What is needed
Lines of the data that contain the word "white" are the ones to copy.

═════ Exercise materials

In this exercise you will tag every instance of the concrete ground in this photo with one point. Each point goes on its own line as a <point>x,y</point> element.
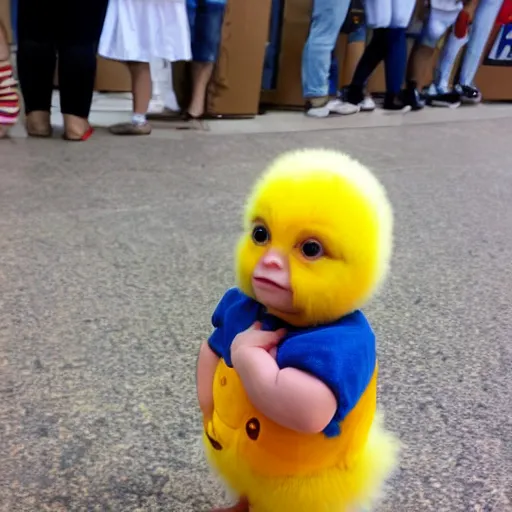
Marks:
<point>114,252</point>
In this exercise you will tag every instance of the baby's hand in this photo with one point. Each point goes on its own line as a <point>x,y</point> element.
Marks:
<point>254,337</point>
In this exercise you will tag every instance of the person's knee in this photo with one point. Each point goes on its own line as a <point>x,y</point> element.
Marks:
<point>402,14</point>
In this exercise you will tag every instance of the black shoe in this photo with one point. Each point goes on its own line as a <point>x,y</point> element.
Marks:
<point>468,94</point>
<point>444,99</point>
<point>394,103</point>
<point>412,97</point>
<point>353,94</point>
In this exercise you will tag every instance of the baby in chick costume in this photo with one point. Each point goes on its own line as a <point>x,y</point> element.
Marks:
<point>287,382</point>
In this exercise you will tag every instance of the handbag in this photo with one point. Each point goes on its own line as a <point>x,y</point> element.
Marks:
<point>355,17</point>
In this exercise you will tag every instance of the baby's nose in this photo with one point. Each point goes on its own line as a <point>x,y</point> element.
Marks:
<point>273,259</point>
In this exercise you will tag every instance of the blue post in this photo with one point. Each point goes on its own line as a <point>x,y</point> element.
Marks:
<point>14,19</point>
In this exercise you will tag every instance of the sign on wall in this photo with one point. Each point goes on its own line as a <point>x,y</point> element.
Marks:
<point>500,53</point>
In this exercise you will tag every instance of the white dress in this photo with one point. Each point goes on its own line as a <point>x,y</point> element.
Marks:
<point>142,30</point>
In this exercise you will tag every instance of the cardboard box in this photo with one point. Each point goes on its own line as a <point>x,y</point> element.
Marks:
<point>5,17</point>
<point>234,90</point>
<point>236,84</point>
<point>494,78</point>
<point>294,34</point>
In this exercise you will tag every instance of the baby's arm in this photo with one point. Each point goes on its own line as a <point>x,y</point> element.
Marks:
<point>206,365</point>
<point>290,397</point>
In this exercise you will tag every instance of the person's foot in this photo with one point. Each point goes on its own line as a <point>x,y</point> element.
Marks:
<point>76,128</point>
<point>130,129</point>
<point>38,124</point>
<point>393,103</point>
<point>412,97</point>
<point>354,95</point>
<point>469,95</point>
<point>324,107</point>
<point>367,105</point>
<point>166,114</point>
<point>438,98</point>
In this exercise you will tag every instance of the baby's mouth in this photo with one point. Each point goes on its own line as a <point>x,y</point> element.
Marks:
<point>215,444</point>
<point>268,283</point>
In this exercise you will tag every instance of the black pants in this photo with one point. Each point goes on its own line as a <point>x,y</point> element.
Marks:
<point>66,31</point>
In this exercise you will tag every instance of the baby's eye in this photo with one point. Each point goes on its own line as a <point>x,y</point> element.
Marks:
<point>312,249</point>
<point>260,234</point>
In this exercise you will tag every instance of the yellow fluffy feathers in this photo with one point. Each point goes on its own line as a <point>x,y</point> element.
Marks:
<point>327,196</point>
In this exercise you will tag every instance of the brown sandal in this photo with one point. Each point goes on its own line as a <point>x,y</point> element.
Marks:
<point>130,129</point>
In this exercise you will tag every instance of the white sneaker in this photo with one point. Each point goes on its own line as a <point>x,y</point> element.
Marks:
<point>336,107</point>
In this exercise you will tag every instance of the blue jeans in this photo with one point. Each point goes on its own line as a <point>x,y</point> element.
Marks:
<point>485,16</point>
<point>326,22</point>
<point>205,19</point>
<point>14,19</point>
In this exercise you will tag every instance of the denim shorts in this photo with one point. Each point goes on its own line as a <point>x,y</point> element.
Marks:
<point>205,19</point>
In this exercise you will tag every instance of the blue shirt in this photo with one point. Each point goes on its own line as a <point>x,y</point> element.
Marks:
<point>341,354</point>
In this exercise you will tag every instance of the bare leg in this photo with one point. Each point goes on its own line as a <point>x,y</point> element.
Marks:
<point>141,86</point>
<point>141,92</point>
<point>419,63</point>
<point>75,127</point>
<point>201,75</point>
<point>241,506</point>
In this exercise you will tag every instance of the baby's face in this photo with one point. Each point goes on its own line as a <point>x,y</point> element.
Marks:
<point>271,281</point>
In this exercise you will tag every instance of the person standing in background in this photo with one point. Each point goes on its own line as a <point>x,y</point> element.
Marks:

══════════

Result of this task
In this exercise you will tag every instance of the white dress in this photo with one point. Each point goes on its own line as a <point>x,y</point> element.
In this exercise you will tag every instance of the white sneaker in this photo with one point. Each point goes on its own line as a <point>x,y</point> element.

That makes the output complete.